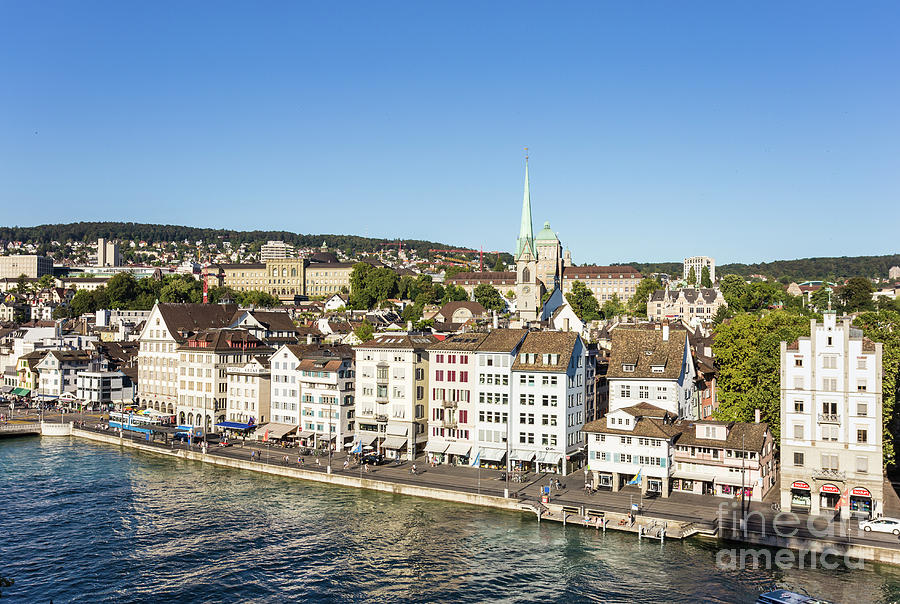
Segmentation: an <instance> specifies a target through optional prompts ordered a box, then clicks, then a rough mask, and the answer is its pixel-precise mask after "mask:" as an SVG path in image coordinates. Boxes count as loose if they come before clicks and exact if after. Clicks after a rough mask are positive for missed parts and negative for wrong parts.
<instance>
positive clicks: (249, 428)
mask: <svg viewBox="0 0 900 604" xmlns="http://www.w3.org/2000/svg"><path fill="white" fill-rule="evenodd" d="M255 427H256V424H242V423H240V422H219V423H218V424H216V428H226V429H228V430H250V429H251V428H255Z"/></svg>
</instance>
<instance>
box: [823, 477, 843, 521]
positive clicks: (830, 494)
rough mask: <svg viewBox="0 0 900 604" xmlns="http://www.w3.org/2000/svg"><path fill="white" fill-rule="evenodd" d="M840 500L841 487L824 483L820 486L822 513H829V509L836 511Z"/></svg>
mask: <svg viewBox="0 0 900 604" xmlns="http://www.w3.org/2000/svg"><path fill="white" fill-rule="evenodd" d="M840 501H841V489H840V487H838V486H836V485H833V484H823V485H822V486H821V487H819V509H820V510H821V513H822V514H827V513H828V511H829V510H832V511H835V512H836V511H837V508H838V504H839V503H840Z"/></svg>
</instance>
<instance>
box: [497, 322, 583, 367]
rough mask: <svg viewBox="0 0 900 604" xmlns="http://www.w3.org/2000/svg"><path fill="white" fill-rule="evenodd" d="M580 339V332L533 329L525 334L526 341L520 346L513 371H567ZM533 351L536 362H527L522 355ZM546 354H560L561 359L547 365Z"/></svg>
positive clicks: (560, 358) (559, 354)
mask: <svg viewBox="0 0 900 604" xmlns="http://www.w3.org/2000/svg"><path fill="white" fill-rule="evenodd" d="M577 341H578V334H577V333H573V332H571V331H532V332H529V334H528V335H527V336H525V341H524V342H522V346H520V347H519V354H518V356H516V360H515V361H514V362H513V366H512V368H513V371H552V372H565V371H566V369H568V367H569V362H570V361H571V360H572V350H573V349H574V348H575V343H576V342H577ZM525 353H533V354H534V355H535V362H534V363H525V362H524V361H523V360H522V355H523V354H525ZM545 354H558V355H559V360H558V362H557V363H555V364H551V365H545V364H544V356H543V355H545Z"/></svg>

====

Problem:
Restate the whole listing word for word. Omit the pictures.

Exercise output:
Segmentation: an <instance> specifies a target through optional prompts ordered a box, then clicks, then a rough mask, and the answer is its pixel-precise mask after "mask:" as an SVG path in image coordinates. Boxes count as loose if they come before clicks and exact if after. Clicks after a rough mask are positive for missed parts and negative for wrong parts.
<instance>
positive clicks: (249, 428)
mask: <svg viewBox="0 0 900 604" xmlns="http://www.w3.org/2000/svg"><path fill="white" fill-rule="evenodd" d="M255 427H256V424H242V423H240V422H219V423H218V424H216V428H226V429H228V430H250V429H251V428H255Z"/></svg>
</instance>
<instance>
box: [823, 477, 843, 521]
positive clicks: (830, 494)
rough mask: <svg viewBox="0 0 900 604" xmlns="http://www.w3.org/2000/svg"><path fill="white" fill-rule="evenodd" d="M840 500L841 487L824 483L820 486L822 513H829V509L836 511Z"/></svg>
mask: <svg viewBox="0 0 900 604" xmlns="http://www.w3.org/2000/svg"><path fill="white" fill-rule="evenodd" d="M840 501H841V489H840V487H838V486H836V485H833V484H823V485H822V486H821V487H819V509H820V510H821V513H822V514H827V513H828V511H829V510H832V511H835V512H836V511H837V508H838V504H839V503H840Z"/></svg>
</instance>
<instance>
box: [497, 322, 583, 367]
rough mask: <svg viewBox="0 0 900 604" xmlns="http://www.w3.org/2000/svg"><path fill="white" fill-rule="evenodd" d="M580 339V332L533 329L525 334L526 341L520 346L513 371H567ZM533 351L536 362H527L522 355ZM546 354H560L561 359L547 365Z"/></svg>
positive clicks: (560, 358) (559, 354)
mask: <svg viewBox="0 0 900 604" xmlns="http://www.w3.org/2000/svg"><path fill="white" fill-rule="evenodd" d="M577 341H578V334H577V333H573V332H571V331H532V332H529V334H528V335H527V336H525V341H524V342H522V346H520V347H519V354H518V356H516V360H515V361H514V362H513V366H512V368H513V371H552V372H565V371H566V369H568V367H569V362H570V361H571V360H572V350H573V349H574V348H575V343H576V342H577ZM525 353H533V354H534V355H535V362H534V363H525V362H524V361H523V360H522V355H523V354H525ZM545 354H558V355H559V360H558V362H557V363H555V364H551V365H545V364H544V356H543V355H545Z"/></svg>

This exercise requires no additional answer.